━━━━━ Given information

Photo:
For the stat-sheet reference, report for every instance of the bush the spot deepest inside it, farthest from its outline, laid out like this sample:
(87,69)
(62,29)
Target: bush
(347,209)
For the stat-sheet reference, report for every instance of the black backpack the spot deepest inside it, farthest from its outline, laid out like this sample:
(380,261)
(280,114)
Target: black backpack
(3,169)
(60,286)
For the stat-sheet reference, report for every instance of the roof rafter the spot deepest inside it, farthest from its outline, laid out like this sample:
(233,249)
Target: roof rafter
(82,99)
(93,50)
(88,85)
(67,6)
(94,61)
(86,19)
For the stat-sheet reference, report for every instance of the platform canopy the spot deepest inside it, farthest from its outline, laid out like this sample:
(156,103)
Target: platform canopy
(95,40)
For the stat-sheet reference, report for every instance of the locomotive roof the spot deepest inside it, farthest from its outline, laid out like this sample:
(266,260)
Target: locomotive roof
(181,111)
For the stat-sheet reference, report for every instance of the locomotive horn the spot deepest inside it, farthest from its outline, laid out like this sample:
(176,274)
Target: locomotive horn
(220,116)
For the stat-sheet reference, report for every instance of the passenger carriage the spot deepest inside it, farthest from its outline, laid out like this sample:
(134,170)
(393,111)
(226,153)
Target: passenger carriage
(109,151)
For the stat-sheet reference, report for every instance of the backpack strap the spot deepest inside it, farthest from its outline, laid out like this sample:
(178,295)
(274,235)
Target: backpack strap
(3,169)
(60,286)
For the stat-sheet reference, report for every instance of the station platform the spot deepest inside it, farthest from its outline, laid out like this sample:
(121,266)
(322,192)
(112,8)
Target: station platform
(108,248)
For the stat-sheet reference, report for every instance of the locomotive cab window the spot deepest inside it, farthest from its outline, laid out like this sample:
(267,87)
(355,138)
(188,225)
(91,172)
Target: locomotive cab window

━━━━━━━━━━

Problem to solve: I'd like every line with the string "window" copied from the listing.

Exercise result:
For the stat-sheet reference, report for every instance of the locomotive cab window the spot deepest inside it, farthest from its outline, laid out like this sample:
Target: locomotive cab window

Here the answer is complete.